** Exercise details **
Turn the entries from the start through the line containing "[350,85,426,108]" into a two-column CSV with the columns request and box. Each row should hold one request and its answer in quoted fields, with any line breaks replaced by spaces, and the pictures should be left out.

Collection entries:
-- BEGIN --

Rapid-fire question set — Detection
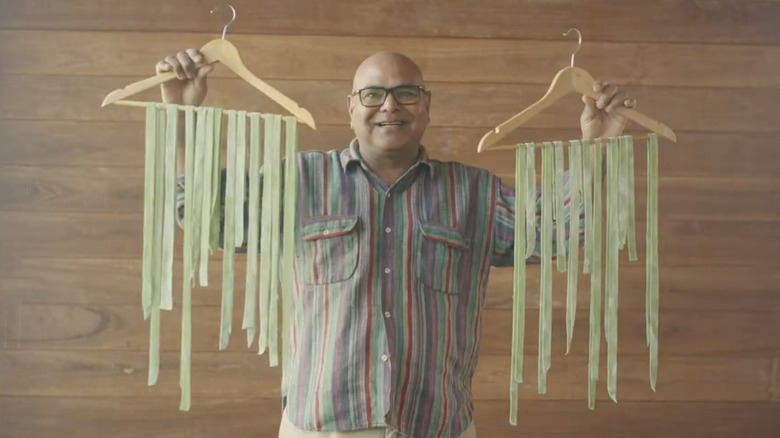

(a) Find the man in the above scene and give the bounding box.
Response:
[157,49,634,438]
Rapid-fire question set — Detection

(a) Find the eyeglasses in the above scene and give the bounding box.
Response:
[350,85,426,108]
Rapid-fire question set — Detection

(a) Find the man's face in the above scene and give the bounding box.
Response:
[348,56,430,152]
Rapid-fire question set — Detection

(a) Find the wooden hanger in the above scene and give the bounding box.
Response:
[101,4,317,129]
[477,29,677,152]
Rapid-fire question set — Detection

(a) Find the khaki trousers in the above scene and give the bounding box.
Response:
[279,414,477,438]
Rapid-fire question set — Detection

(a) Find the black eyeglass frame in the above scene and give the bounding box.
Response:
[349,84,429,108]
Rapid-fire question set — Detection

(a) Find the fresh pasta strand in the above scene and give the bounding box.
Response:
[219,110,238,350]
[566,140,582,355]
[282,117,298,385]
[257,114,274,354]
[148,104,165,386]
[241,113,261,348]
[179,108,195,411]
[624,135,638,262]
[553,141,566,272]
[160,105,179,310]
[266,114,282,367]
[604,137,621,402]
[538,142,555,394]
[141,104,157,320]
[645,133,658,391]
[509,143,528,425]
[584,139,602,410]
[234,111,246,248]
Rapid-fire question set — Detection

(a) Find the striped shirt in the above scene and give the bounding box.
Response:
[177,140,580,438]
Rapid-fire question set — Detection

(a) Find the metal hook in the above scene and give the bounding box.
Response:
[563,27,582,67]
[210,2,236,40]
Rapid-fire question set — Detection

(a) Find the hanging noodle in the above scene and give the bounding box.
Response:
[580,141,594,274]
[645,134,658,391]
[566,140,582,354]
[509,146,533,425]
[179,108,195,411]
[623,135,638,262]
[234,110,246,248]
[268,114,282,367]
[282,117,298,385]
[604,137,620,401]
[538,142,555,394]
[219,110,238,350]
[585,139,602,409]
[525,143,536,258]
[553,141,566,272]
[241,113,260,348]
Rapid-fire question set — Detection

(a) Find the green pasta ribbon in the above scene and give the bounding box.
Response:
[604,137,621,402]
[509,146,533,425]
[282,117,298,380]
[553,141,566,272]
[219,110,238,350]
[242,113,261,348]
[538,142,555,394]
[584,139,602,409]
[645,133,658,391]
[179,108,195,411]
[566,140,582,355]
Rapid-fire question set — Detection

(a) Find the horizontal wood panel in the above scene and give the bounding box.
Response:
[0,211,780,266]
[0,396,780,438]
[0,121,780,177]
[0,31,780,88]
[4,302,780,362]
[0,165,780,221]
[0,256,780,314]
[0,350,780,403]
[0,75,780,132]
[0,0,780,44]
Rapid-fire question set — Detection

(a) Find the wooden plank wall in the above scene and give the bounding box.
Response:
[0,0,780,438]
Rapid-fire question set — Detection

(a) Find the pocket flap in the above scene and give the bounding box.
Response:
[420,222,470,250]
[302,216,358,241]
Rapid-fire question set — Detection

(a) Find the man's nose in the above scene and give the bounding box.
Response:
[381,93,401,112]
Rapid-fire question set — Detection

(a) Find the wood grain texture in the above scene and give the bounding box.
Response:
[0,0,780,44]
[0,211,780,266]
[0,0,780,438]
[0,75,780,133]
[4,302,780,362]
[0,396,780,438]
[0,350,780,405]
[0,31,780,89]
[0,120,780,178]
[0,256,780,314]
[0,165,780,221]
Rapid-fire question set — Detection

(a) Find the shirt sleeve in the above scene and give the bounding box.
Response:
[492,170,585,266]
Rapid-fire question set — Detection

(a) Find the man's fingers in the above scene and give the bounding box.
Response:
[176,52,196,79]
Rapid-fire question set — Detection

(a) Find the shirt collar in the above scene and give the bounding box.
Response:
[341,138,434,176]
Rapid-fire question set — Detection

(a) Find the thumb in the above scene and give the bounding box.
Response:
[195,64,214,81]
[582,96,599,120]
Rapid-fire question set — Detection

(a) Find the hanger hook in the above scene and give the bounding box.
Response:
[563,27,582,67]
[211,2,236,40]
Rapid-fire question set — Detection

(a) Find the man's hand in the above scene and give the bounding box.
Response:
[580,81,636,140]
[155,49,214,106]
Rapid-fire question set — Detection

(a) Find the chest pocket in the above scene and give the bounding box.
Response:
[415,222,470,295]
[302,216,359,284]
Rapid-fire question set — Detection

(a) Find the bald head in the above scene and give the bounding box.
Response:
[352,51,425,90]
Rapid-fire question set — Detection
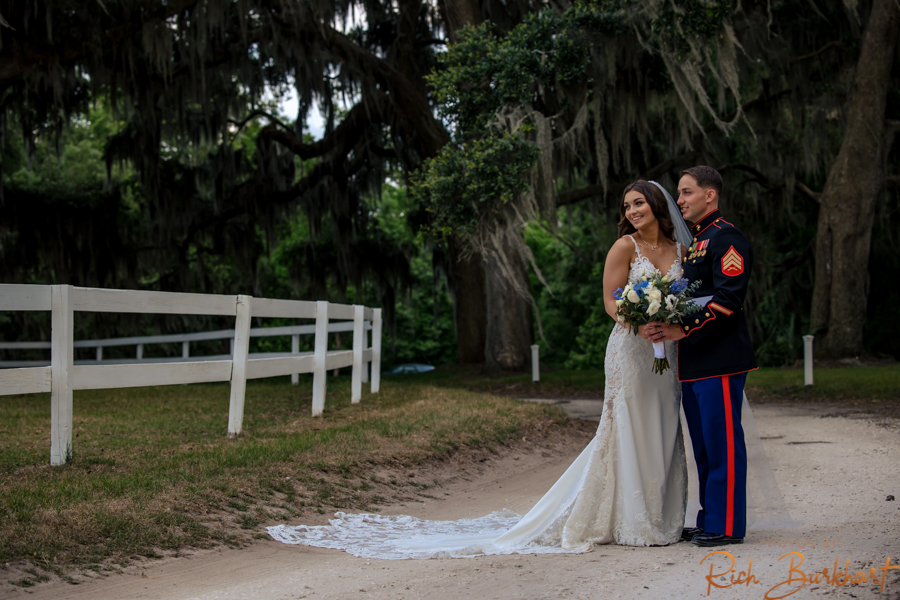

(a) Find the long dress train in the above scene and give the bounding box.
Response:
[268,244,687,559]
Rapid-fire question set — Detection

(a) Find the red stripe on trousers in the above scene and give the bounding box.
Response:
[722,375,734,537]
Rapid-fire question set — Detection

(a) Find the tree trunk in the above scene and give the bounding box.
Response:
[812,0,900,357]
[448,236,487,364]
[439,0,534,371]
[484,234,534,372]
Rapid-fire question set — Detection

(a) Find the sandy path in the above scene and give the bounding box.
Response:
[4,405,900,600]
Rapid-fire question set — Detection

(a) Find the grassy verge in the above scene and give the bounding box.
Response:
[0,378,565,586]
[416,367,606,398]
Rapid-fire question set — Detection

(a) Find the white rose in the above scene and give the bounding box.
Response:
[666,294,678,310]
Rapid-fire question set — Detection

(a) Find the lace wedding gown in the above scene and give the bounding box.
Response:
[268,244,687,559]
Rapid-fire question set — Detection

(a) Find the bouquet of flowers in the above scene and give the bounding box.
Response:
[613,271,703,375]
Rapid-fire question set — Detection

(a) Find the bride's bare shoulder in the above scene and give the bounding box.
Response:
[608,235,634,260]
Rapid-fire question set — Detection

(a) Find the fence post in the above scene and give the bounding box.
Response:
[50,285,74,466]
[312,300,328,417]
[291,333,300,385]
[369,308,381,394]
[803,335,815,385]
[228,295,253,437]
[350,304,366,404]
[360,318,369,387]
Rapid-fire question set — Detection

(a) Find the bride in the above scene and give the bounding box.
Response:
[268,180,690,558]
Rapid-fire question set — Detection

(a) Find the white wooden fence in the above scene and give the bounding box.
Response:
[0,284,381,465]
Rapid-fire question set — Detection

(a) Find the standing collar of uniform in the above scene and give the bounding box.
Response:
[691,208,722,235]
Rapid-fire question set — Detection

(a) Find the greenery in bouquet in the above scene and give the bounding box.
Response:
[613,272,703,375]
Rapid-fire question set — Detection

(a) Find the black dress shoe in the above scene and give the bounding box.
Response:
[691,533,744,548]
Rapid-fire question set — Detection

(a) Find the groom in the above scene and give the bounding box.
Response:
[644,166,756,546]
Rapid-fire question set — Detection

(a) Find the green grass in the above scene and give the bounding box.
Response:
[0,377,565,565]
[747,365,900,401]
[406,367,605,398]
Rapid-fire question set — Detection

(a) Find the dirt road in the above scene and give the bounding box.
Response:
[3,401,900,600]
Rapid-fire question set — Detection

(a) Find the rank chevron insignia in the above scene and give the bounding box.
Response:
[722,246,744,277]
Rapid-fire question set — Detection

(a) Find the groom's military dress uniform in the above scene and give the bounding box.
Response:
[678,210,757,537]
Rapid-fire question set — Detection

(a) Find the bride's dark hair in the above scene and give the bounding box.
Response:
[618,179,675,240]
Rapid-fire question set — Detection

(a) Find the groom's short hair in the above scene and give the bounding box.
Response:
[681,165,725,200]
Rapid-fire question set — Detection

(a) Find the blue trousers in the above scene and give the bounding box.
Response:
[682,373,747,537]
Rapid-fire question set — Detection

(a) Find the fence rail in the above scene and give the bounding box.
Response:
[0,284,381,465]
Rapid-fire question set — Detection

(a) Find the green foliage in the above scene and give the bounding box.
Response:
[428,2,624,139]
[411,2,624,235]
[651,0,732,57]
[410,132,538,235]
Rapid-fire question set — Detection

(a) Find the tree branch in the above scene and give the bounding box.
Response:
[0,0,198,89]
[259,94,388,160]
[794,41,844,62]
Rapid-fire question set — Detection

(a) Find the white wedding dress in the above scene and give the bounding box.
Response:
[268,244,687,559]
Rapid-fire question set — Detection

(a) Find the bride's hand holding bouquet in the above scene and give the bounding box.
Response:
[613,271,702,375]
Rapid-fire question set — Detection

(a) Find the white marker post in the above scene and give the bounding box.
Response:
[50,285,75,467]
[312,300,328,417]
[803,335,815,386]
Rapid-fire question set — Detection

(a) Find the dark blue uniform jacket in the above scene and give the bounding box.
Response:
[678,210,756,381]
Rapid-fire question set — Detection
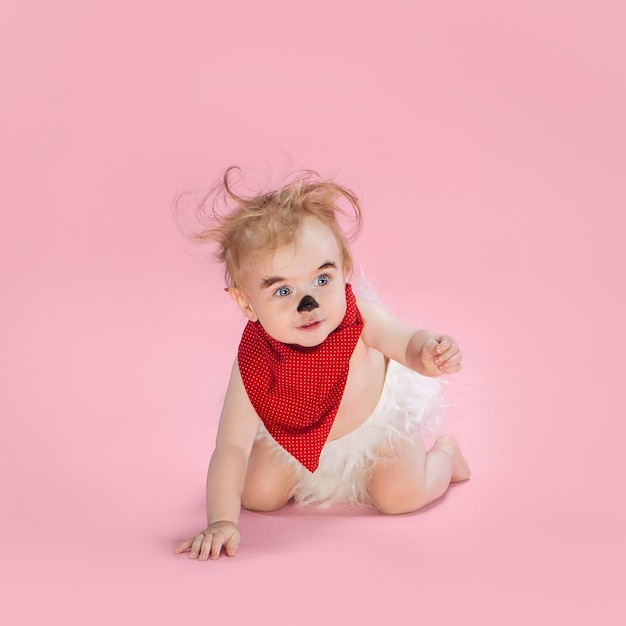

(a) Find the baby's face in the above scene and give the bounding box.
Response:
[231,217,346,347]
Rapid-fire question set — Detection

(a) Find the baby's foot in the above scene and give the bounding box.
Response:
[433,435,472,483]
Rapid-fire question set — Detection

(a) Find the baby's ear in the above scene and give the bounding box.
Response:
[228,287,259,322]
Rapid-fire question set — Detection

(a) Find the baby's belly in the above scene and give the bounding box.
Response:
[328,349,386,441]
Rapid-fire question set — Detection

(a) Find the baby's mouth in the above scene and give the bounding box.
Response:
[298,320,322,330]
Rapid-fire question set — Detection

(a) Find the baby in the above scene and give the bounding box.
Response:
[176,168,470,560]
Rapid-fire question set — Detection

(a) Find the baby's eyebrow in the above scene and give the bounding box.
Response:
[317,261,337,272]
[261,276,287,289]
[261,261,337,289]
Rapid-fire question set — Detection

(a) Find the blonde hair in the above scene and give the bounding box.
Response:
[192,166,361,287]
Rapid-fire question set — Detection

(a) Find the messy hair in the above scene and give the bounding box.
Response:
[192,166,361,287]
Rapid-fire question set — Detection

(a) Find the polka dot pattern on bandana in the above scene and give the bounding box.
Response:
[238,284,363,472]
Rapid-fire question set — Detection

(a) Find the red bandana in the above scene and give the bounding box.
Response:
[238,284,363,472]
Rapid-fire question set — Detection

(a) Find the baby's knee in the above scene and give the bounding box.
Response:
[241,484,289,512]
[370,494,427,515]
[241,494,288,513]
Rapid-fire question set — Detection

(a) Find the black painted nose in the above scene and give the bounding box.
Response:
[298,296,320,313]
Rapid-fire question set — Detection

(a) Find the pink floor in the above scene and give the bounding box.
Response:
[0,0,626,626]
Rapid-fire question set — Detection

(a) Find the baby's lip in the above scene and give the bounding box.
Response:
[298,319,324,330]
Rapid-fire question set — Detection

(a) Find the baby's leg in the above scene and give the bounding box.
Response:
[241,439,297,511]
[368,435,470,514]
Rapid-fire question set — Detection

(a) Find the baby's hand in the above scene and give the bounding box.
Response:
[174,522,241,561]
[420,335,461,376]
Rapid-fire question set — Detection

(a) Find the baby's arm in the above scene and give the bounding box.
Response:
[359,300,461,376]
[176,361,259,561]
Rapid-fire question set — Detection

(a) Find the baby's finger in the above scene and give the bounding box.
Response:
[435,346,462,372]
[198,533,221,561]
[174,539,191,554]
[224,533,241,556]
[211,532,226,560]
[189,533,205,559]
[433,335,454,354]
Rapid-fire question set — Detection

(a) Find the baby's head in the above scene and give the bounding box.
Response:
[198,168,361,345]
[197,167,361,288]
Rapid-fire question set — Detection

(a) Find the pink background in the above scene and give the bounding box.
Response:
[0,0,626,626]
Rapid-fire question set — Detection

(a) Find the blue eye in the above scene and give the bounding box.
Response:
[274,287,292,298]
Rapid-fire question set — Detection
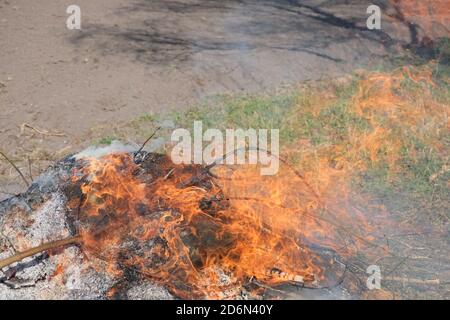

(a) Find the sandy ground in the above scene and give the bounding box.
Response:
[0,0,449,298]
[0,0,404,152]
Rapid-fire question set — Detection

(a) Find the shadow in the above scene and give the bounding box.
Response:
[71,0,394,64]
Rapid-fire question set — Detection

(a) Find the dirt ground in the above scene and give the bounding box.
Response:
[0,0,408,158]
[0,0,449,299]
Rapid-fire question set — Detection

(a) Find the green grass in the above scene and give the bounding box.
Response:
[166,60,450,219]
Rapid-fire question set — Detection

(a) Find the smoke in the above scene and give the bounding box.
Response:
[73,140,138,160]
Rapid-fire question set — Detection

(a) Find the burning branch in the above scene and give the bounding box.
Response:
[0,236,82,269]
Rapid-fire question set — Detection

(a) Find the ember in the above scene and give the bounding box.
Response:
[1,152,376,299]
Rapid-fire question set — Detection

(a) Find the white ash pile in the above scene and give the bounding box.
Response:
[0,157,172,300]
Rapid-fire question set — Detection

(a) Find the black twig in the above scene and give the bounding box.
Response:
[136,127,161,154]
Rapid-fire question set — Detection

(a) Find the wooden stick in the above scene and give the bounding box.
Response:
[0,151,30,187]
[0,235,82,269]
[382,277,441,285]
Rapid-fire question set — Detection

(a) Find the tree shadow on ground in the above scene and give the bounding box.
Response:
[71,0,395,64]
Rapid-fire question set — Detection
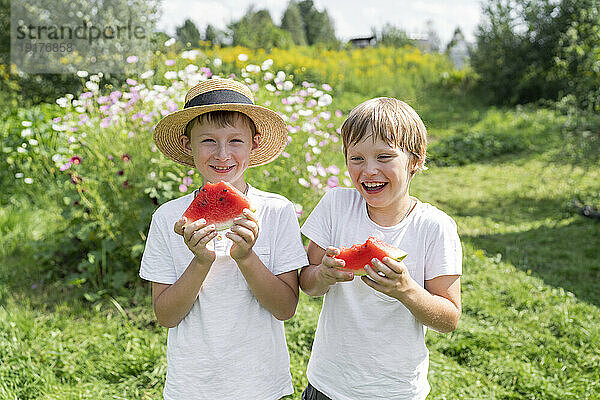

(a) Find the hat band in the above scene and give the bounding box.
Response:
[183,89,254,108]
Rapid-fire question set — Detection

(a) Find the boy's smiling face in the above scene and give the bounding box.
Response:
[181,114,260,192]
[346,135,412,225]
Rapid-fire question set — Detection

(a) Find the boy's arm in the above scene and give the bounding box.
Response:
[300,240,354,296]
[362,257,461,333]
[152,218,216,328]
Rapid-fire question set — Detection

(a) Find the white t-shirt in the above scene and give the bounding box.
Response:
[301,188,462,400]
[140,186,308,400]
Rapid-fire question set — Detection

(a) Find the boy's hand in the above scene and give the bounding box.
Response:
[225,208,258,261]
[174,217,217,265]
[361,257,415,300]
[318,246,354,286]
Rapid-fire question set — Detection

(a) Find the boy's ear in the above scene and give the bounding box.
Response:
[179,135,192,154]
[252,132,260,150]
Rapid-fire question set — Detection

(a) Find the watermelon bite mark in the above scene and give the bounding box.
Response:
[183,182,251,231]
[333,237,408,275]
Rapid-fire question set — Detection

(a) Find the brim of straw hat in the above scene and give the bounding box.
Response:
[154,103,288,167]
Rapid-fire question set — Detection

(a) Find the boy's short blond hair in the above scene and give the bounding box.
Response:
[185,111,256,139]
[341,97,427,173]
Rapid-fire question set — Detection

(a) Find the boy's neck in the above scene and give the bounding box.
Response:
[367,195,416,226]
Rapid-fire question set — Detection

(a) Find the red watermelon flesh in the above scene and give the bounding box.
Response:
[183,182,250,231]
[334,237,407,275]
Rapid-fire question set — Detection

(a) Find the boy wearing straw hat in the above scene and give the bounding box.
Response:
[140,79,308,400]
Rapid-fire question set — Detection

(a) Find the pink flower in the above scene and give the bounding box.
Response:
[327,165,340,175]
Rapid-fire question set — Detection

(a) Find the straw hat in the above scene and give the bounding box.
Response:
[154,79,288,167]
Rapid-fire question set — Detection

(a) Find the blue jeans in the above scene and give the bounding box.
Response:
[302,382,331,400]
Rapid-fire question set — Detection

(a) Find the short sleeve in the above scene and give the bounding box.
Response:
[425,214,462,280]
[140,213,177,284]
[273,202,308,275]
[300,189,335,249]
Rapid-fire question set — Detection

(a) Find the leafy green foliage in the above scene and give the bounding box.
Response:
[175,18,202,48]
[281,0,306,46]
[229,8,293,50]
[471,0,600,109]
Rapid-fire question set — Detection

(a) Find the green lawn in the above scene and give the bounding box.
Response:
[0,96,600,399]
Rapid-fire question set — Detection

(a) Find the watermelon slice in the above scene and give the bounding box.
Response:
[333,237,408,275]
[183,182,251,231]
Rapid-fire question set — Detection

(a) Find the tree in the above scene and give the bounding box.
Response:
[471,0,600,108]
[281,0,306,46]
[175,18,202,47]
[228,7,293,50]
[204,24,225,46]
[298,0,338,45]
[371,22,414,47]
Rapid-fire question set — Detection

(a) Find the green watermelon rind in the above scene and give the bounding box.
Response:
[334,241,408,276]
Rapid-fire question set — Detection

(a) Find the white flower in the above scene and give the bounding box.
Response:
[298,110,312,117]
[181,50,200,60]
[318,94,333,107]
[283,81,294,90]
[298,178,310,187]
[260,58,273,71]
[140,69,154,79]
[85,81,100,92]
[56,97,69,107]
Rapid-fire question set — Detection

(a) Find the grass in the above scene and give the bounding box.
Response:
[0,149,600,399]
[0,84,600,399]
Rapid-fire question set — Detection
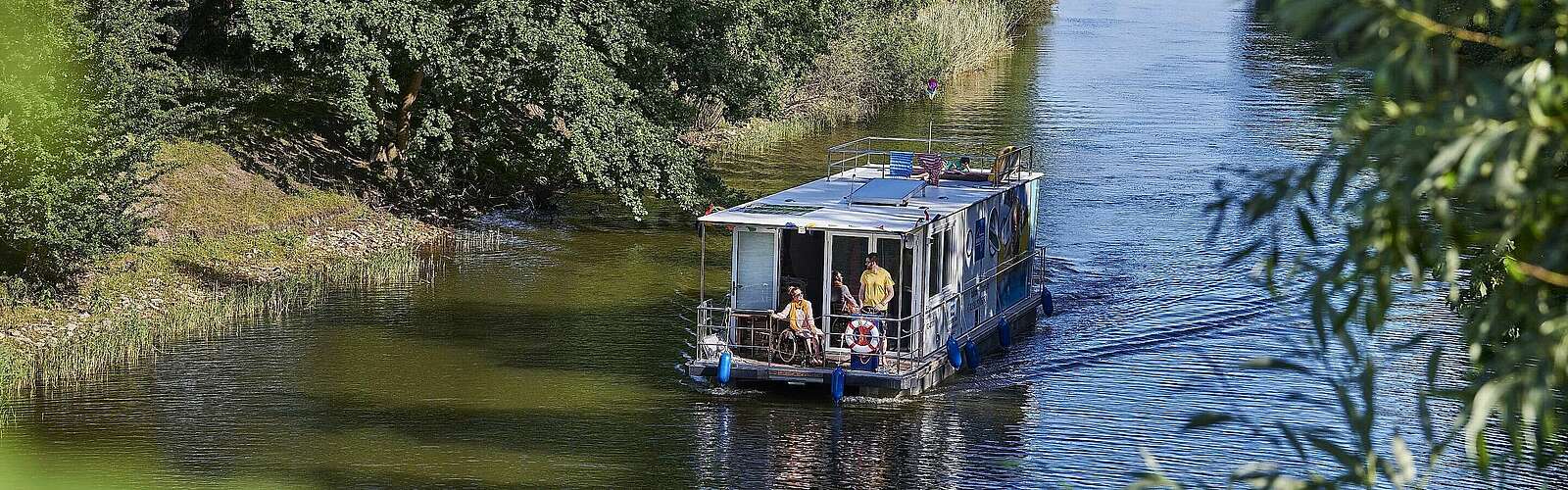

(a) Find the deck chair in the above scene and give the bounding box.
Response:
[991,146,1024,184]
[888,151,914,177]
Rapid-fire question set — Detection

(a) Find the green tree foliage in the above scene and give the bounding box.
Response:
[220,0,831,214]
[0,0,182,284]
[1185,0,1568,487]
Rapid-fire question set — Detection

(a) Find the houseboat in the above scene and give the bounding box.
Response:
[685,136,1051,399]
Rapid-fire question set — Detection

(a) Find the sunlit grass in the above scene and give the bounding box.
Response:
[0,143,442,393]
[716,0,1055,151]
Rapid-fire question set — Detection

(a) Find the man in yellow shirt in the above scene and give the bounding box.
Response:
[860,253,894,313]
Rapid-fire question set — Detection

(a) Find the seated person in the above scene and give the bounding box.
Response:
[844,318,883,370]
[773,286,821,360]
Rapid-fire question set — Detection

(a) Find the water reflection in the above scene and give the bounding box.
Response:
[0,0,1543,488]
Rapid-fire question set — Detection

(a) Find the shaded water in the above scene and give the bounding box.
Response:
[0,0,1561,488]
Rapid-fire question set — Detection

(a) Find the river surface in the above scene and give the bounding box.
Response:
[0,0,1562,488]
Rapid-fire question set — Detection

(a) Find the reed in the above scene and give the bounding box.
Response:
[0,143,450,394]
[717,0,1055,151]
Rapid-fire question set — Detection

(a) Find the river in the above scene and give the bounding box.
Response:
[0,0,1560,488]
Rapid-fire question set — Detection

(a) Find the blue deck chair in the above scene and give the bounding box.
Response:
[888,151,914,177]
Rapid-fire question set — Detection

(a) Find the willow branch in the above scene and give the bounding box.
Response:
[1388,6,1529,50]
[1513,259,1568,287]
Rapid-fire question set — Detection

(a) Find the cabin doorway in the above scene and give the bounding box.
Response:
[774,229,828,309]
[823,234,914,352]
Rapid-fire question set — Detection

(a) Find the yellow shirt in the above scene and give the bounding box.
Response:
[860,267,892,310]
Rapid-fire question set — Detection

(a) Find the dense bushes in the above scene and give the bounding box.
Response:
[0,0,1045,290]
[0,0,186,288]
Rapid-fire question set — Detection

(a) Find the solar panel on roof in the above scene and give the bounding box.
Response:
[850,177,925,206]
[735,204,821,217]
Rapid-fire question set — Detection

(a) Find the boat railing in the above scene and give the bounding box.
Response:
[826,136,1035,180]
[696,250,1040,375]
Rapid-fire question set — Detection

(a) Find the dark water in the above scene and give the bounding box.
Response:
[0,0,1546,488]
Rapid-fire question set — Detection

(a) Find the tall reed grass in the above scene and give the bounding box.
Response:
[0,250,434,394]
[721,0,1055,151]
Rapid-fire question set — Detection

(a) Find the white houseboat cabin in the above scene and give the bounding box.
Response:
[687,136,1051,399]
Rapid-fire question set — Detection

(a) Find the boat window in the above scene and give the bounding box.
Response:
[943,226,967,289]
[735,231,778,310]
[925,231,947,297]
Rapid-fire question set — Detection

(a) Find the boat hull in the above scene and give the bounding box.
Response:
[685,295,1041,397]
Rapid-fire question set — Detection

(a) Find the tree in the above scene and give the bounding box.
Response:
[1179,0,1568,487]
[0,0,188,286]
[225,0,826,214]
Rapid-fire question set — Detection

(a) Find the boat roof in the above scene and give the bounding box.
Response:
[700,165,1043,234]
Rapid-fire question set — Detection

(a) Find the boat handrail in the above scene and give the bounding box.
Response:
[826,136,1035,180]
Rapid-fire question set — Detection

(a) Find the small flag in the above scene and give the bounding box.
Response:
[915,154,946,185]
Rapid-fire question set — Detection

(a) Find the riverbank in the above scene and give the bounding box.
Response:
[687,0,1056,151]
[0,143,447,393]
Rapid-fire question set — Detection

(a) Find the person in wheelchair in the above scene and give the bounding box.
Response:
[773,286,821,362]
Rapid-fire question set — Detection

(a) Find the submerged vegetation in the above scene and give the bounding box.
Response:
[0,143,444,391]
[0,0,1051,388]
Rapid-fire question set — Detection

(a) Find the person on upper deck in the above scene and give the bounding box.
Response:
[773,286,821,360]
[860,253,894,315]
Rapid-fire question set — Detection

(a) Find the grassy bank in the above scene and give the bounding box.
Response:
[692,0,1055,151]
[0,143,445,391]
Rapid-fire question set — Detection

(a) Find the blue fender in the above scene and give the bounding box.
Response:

-- END --

** Reply **
request,box
"Rapid-fire question set — Detection (a) Find the man in the above scene and give the bounding box. Response:","[157,49,634,438]"
"Rapid-fire question set — Detection (a) Find the eyeglasses in the above scene and give the bounding box. Response:","[350,85,426,108]"